● **Work instruction**: Write out the entries below in full, exactly as given.

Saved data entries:
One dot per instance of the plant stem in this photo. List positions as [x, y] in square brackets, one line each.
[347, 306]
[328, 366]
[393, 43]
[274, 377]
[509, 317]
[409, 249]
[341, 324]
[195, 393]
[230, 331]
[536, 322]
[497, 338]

● **Answer to the problem**:
One dot per instance of the plant stem in this photo. List positions as [x, y] in square brackets, one line each.
[347, 306]
[328, 366]
[393, 43]
[274, 377]
[509, 317]
[409, 249]
[341, 324]
[195, 393]
[230, 331]
[536, 322]
[497, 338]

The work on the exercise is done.